[Istruzione assegnata 1]
Restituisci alla lettera il passo del testo sulla residenza fiscale che inizia con "Tenuto che, per" e termina con "per 184 giorni.".
[Istruzione assegnata 2]
Porta avanti il testo sulla residenza fiscale, riprendendo subito dopo la sua ultima frase.

[Estratto del testo]
○ ○ ○ ○
Tenuto che, per le persone fisiche, il periodo d’imposta coincide di regola con l’anno solare, avere la residenza fiscale in Italia per la maggior parte del periodo d’imposta significa soddisfare i requisiti anzidetti per 183 giorni ovvero, per gli anni bisestili, per 184 giorni.

Dei tre criteri di attribuzione della residenza fiscale, uno è di natura formale, gli altri due di natura sostanziale.

Da sempre assai criticata è stata la scelta di conferire alla mera iscrizione anagrafica il rilevante effetto di far acquisire al soggetto la residenza fiscale ed il suo assoggettamento alle imposte italiane per i redditi ovunque prodotti nel mondo, a maggior ragione di fronte ad un solido orientamento amministrativo (circ. min., 27.2.1984, n. 7/8/1432) e giurisprudenziale (Cass., 6.2.1998, n. 1215) che non ammette la prova contraria volta a dimostrare, nonostante l’apparenza formale, l’effettiva residenza e l’effettivo domicilio all’estero.

Il domicilio è, ai sensi dell’art. 43, co. 1, c.c., il luogo in cui la persona ha stabilito la sede principale dei suoi affari ed interessi ed è tradizionalmente interpretato come una relazione giuridica tra l’individuo ed un luogo che trae fondamento essenzialmente dalla volontà del primo di concentrare i propri affari ed interessi nel secondo. Con riguardo alla natura degli affari ed interessi che rilevano nella determinazione del concetto di domicilio, secondo l’opinione prevalente, soprattutto in ambito giurisprudenziale (Cass., 12.2.1973, n. 435; Cass., 5.5.1980, n. 2936), anche di matrice tributaria (Cass., 24.7.1990, n. 7498; Cass., 7.11.2001, n. 13803; Cass., 21.3.2008, n. 9856), si dovrebbero considerare sia gli interessi economici e patrimoniali, sia quelli di natura morale, sociale ed affettiva (in questo modo, il domicilio diviene assai simile al “centro di interessi vitali” delineato dall’art. 4 del modello di convenzione OCSE contro la doppia imposizione in materia di imposte sul reddito e sul patrimonio).

La residenza, ai sensi dell’art. 43, co. 2, c.c., è il luogo in cui la persona ha la sua dimora abituale. La tradizione giuridica attribuisce un peso preponderante all’elemento oggettivo, la dimora abituale in un determinato luogo, sebbene non si neghi la presenza anche di un elemento soggettivo, dato dall’intenzione di dimorare in quel luogo.
○ ○ ○ ○
[Materiale fornito]
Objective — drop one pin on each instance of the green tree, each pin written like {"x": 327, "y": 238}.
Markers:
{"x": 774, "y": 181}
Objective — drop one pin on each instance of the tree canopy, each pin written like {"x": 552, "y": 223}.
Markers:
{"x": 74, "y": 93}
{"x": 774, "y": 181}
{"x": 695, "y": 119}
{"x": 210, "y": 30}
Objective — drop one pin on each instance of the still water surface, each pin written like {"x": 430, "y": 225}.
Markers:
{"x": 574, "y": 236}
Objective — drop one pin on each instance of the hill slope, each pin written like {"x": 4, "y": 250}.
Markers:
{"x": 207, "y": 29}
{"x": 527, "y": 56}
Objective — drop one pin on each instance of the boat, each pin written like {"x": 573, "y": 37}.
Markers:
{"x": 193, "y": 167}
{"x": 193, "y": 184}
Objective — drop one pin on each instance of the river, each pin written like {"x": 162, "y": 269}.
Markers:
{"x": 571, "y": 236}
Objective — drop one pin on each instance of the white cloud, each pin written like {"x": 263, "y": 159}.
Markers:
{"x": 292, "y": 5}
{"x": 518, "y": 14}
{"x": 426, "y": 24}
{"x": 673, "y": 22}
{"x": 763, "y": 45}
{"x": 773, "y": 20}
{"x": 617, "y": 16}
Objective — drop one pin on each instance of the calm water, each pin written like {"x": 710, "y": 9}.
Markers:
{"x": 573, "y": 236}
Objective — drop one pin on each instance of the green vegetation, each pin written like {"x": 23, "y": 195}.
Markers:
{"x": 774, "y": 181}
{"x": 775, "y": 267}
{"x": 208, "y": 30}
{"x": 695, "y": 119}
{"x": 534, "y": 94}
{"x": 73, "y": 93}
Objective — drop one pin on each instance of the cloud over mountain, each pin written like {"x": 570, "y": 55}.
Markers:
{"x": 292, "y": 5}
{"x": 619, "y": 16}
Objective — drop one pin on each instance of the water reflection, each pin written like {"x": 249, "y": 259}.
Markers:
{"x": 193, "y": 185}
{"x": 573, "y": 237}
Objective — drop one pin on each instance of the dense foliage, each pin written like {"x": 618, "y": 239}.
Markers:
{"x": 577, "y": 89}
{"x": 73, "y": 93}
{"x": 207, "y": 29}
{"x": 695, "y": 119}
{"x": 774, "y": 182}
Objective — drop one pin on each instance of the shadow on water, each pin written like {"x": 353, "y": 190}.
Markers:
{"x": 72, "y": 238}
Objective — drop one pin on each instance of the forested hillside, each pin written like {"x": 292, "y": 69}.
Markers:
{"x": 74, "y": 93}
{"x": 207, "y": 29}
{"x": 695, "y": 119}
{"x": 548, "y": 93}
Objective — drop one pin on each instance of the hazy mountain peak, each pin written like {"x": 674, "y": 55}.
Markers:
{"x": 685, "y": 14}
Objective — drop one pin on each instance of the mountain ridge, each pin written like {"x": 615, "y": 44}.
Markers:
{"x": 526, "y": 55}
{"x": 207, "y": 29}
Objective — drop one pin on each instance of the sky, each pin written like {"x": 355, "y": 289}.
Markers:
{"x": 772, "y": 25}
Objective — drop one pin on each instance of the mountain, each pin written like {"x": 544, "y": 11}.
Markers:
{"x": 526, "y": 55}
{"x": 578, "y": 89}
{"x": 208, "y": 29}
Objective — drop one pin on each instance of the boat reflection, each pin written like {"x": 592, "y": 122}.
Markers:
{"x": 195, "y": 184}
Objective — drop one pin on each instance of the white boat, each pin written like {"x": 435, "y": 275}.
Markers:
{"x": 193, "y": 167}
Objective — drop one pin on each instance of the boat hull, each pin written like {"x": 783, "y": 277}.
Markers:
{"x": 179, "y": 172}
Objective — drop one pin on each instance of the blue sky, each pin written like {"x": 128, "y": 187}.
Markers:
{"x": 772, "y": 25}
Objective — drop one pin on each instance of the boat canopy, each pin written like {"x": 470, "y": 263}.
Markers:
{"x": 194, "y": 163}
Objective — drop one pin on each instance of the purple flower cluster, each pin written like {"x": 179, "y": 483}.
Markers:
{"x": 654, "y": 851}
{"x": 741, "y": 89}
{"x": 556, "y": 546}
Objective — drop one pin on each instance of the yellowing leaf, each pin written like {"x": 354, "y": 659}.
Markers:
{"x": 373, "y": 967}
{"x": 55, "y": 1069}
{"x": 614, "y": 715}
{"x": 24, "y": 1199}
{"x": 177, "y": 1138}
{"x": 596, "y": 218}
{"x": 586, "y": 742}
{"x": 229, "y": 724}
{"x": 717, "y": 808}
○ ○ ○ ○
[Risposta corretta 1]
Tenuto che, per le persone fisiche, il periodo d’imposta coincide di regola con l’anno solare, avere la residenza fiscale in Italia per la maggior parte del periodo d’imposta significa soddisfare i requisiti anzidetti per 183 giorni ovvero, per gli anni bisestili, per 184 giorni.

[Risposta corretta 2]
La residenza fiscale dei soggetti diversi dalle persone fisiche, la quale determina anche per essi l’applicazione del principio di tassazione dell’utile mondiale, deriva dalla presenza, in Italia, della sede legale o della sede dell’amministrazione o dell’oggetto principale dell’attività, per la maggior parte del periodo d’imposta (artt. 5 e 73 del d.P.R. n. 917/1986). Si tratta, come per le persone fisiche, di criteri alternativi che possono essere tuttavia considerati cumulativamente per la verifica del soddisfacimento dell’elemento temporale.

La sede legale è quella che risulta dall’atto costitutivo o dallo statuto. A differenza di quanto visto per l’iscrizione anagrafica delle persone fisiche, la sede legale è un elemento costitutivo dell’ente che vale ad identificare la sua nazionalità o, meglio, l’ordinamento di appartenenza, da cui discende una pluralità di diritti e di obblighi in capo all’ente medesimo.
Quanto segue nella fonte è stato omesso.